### Set task
Starting at the line that has "Target: dark sky" and continuing through the last line of the items, copy those lines again with "dirt ground" switched to "muddy ground" and nothing else altered.

### Input rows

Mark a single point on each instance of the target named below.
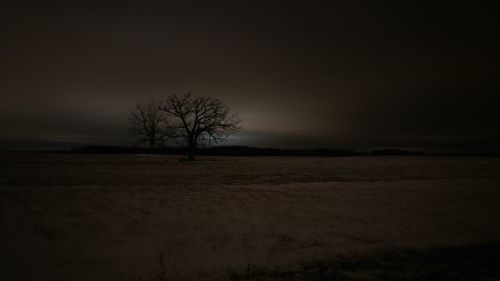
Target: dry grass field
(138, 217)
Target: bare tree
(196, 120)
(147, 121)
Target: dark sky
(300, 73)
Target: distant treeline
(255, 151)
(237, 151)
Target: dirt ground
(140, 217)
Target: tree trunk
(191, 150)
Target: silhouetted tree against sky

### Solution to this exercise
Target: dark sky
(300, 73)
Target: distant treeline
(255, 151)
(237, 151)
Target: muddy ground
(140, 217)
Target: tree trunk
(191, 150)
Target: silhouetted tree against sky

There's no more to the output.